**Information supplied**
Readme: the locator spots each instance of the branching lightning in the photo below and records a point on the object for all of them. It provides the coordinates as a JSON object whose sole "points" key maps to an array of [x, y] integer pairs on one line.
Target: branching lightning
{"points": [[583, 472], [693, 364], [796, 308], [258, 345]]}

---

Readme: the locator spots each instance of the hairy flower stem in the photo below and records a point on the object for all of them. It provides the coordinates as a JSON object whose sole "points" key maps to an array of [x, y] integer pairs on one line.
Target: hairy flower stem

**Exercise prompt**
Extract every line above that contains the string "pairs", treating uppercase and lowercase as different.

**Answer to this task**
Readme: the locator spots each instance of the branching lightning in the photo below and records a point on the object for all of them. It provides the coordinates as a JSON object whose sole "points" key maps to an array of [x, y] integer pairs on one line.
Readme: the locator spots each instance of the hairy flower stem in the photo below and records a point on the object for all of them. It provides the coordinates as a JSON object whose sole "points" key maps to an array of [x, y] integer pairs on one line.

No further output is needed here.